ASSIGNED TASK: Search the records below for the word "chocolate". Pull out each line that has it.

TASK INPUTS:
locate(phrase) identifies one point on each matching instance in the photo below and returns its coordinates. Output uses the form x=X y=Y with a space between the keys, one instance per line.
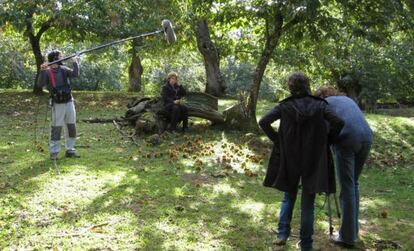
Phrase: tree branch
x=292 y=22
x=45 y=26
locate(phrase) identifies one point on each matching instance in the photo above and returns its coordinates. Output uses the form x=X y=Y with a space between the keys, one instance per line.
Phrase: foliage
x=15 y=70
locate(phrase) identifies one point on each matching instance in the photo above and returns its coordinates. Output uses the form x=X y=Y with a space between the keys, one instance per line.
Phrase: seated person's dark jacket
x=169 y=94
x=300 y=150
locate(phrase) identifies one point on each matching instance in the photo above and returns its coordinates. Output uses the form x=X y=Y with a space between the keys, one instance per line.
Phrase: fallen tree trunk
x=148 y=114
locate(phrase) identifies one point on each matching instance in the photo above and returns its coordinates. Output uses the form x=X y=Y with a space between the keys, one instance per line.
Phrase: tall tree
x=196 y=21
x=215 y=82
x=33 y=19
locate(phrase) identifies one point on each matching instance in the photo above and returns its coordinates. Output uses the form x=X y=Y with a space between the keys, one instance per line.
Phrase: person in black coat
x=300 y=154
x=172 y=94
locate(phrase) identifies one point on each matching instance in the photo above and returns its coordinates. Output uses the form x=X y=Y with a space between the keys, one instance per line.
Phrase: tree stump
x=147 y=115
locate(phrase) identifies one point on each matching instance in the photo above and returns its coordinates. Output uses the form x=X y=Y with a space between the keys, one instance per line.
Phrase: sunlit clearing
x=224 y=189
x=252 y=208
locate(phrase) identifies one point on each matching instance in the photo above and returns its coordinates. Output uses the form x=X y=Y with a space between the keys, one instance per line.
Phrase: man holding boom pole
x=56 y=79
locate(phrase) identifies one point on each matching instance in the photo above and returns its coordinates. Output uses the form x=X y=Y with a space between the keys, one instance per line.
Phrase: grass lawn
x=201 y=191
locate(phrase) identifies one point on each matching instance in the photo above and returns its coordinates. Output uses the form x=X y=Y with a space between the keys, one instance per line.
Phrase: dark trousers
x=349 y=162
x=178 y=113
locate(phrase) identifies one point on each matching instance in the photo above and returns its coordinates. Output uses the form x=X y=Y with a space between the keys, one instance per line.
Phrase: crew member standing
x=56 y=79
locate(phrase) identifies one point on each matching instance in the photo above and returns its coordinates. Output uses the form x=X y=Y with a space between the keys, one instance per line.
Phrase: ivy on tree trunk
x=135 y=71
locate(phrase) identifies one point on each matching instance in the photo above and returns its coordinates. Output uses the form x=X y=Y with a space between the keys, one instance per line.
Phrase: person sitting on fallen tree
x=172 y=95
x=56 y=79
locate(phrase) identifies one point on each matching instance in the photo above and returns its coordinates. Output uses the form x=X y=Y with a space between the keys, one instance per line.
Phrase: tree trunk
x=135 y=72
x=35 y=43
x=272 y=40
x=34 y=40
x=215 y=82
x=148 y=114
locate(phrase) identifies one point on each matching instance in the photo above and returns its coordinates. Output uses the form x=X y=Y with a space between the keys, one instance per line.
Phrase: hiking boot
x=71 y=154
x=185 y=130
x=337 y=241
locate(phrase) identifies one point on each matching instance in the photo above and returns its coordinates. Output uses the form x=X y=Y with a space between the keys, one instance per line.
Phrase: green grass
x=122 y=197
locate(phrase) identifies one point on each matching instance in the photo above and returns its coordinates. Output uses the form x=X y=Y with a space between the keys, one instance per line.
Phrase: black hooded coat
x=300 y=151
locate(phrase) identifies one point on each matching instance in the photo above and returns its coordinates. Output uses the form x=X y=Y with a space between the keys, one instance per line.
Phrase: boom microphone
x=166 y=28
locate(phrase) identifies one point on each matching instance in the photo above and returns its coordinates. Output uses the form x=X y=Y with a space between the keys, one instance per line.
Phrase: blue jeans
x=349 y=161
x=306 y=218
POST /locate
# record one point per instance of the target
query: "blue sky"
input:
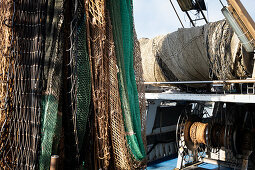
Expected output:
(157, 17)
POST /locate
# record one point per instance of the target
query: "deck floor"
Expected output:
(171, 164)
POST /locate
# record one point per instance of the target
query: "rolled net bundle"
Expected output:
(207, 52)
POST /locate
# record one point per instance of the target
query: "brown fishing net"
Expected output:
(6, 12)
(99, 61)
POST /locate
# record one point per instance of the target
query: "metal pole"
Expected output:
(176, 13)
(201, 82)
(54, 162)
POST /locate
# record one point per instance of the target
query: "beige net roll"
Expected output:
(207, 52)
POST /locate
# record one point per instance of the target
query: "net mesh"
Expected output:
(6, 40)
(122, 22)
(140, 86)
(24, 126)
(51, 120)
(207, 52)
(99, 61)
(121, 156)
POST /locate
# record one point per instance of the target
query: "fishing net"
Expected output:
(24, 125)
(225, 54)
(199, 53)
(121, 156)
(51, 120)
(122, 22)
(6, 41)
(99, 62)
(133, 125)
(140, 85)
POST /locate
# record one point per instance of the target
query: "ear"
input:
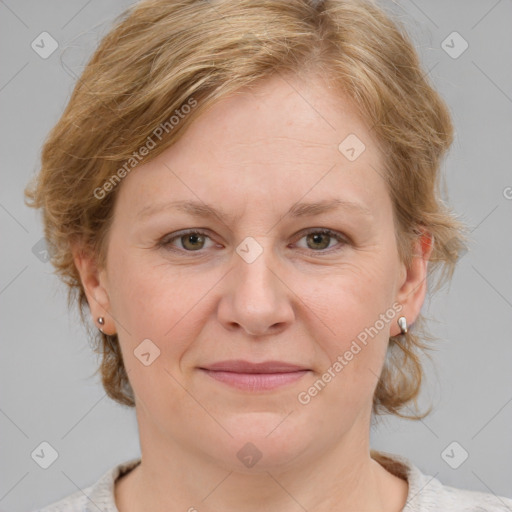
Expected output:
(94, 281)
(413, 281)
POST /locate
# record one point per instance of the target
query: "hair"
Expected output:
(162, 55)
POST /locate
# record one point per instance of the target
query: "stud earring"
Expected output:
(402, 323)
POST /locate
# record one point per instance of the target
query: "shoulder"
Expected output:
(428, 494)
(98, 496)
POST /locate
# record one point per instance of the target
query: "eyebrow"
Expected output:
(303, 209)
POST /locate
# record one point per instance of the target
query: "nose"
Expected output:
(257, 297)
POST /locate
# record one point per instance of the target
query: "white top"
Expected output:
(426, 493)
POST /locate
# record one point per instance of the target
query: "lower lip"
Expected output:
(256, 381)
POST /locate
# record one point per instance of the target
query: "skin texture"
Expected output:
(256, 154)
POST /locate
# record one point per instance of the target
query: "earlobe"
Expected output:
(413, 288)
(94, 283)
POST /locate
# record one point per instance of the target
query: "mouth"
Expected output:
(255, 376)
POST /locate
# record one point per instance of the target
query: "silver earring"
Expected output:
(402, 323)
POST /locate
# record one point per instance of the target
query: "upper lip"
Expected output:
(241, 366)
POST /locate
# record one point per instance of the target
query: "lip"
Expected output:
(248, 376)
(241, 366)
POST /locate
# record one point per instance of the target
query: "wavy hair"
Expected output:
(160, 54)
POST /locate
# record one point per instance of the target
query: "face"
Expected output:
(265, 278)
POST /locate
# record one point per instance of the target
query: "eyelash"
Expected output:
(165, 242)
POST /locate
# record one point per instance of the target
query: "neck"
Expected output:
(341, 477)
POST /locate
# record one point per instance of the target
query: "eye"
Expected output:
(190, 241)
(320, 239)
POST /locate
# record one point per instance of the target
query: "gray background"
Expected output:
(49, 392)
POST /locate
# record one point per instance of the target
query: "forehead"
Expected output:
(261, 146)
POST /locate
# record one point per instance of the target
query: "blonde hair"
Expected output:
(161, 54)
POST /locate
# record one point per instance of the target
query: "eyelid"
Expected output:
(166, 240)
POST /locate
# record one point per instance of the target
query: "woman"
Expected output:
(243, 197)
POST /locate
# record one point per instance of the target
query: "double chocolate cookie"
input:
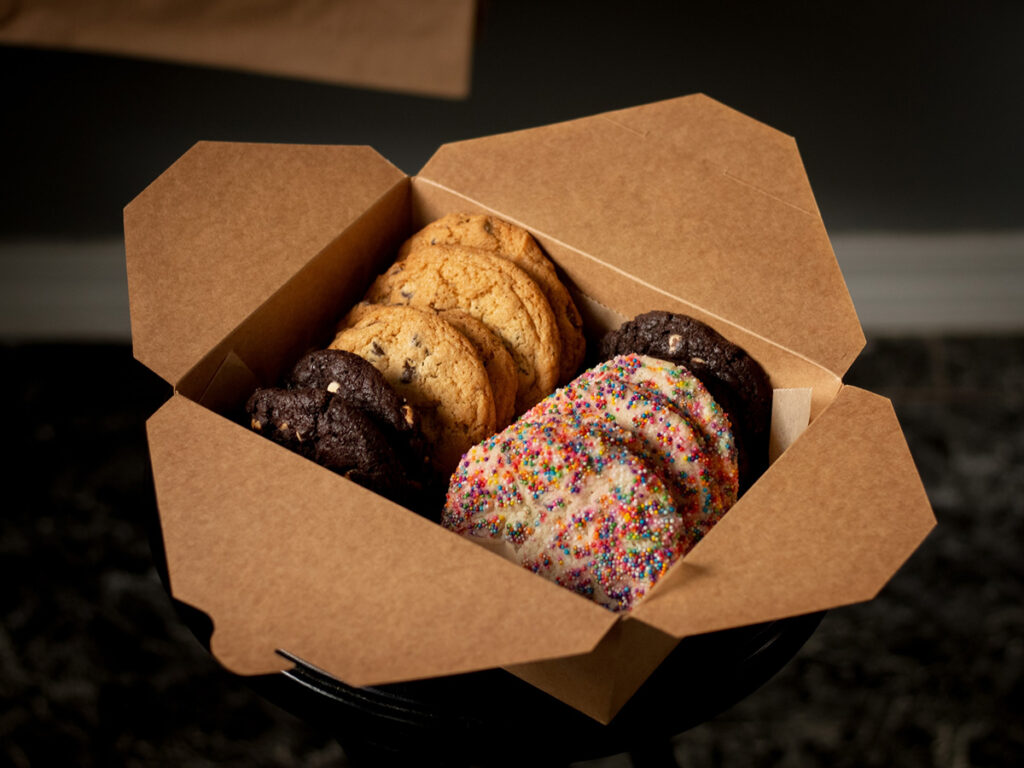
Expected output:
(734, 379)
(338, 411)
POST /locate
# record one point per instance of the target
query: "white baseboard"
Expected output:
(901, 283)
(954, 283)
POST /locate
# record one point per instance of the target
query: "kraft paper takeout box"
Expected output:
(241, 257)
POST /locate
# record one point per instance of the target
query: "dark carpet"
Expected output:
(97, 668)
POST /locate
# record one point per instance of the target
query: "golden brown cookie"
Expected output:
(515, 244)
(433, 367)
(497, 361)
(491, 289)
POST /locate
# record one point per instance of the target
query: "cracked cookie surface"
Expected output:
(433, 367)
(501, 238)
(494, 291)
(735, 380)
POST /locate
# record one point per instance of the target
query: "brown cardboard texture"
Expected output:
(243, 256)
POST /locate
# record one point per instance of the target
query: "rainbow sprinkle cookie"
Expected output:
(603, 484)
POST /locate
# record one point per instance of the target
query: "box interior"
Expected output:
(304, 312)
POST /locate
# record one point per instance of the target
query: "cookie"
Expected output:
(341, 437)
(664, 415)
(356, 381)
(734, 379)
(571, 504)
(433, 367)
(494, 291)
(288, 417)
(515, 244)
(497, 361)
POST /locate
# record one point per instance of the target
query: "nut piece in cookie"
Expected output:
(500, 238)
(492, 290)
(734, 379)
(433, 367)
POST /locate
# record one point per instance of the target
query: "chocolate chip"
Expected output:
(408, 372)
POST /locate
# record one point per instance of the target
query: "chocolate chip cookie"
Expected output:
(433, 367)
(489, 233)
(494, 291)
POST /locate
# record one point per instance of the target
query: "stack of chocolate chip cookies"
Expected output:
(468, 329)
(471, 326)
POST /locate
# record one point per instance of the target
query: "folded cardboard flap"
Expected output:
(385, 595)
(248, 525)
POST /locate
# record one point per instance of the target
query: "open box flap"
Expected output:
(640, 200)
(285, 555)
(225, 227)
(751, 151)
(827, 525)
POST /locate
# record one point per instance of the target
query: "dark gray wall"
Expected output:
(908, 116)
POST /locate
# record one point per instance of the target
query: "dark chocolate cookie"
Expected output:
(346, 439)
(288, 417)
(355, 381)
(735, 380)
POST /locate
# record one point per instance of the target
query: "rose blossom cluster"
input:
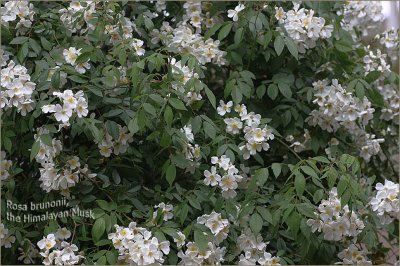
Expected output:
(335, 221)
(386, 201)
(234, 13)
(51, 175)
(390, 40)
(70, 56)
(195, 15)
(353, 256)
(363, 15)
(72, 103)
(303, 27)
(254, 250)
(191, 150)
(137, 246)
(20, 9)
(296, 144)
(56, 251)
(165, 210)
(127, 27)
(5, 166)
(108, 145)
(339, 108)
(72, 16)
(114, 30)
(391, 98)
(219, 227)
(182, 40)
(375, 62)
(256, 137)
(28, 252)
(6, 240)
(213, 254)
(16, 88)
(223, 174)
(182, 75)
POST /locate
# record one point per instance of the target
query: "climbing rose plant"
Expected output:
(199, 132)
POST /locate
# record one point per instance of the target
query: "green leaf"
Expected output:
(372, 76)
(170, 174)
(201, 240)
(321, 159)
(211, 97)
(360, 91)
(77, 79)
(276, 168)
(150, 109)
(375, 97)
(104, 205)
(309, 171)
(177, 104)
(299, 183)
(343, 46)
(112, 129)
(238, 36)
(224, 31)
(237, 95)
(35, 46)
(168, 116)
(342, 186)
(306, 209)
(23, 52)
(278, 45)
(98, 229)
(209, 129)
(184, 210)
(292, 47)
(284, 88)
(133, 125)
(19, 40)
(111, 258)
(260, 91)
(318, 195)
(46, 139)
(35, 149)
(265, 213)
(55, 79)
(272, 91)
(101, 261)
(45, 43)
(82, 58)
(212, 31)
(256, 223)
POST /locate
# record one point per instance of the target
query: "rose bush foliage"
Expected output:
(200, 133)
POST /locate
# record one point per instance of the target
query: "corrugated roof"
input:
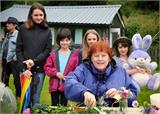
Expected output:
(97, 14)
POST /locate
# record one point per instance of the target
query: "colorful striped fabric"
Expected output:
(26, 91)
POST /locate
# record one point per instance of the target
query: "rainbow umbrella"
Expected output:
(25, 94)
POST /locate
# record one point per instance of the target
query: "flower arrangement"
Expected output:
(122, 97)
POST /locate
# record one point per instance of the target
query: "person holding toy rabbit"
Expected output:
(122, 47)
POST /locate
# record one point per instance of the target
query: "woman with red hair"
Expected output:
(97, 77)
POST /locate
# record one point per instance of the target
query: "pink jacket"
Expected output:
(51, 67)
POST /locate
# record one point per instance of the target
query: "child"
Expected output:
(59, 64)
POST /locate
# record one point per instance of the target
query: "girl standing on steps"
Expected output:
(59, 64)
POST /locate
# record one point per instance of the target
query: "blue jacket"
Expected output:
(87, 78)
(11, 54)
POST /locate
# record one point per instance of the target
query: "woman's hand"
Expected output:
(89, 99)
(29, 63)
(111, 93)
(60, 76)
(27, 73)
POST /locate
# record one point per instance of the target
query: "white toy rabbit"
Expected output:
(141, 60)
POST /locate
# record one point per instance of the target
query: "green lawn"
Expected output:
(45, 96)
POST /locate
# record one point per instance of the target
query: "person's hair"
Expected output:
(125, 42)
(29, 23)
(100, 46)
(63, 33)
(85, 46)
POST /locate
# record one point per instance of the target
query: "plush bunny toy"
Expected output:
(141, 60)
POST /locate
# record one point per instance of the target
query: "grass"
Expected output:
(144, 95)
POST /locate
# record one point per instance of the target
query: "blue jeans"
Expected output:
(37, 93)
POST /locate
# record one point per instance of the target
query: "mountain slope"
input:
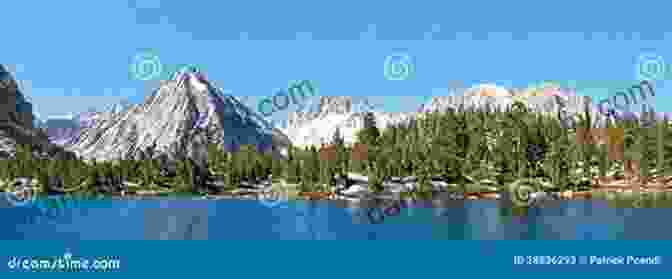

TASK SOLUTION:
query: "double chocolate cookie"
query: "chocolate chip"
query: "chocolate chip cookie"
query: "stack of chocolate chip cookies"
query: "dark chocolate cookie"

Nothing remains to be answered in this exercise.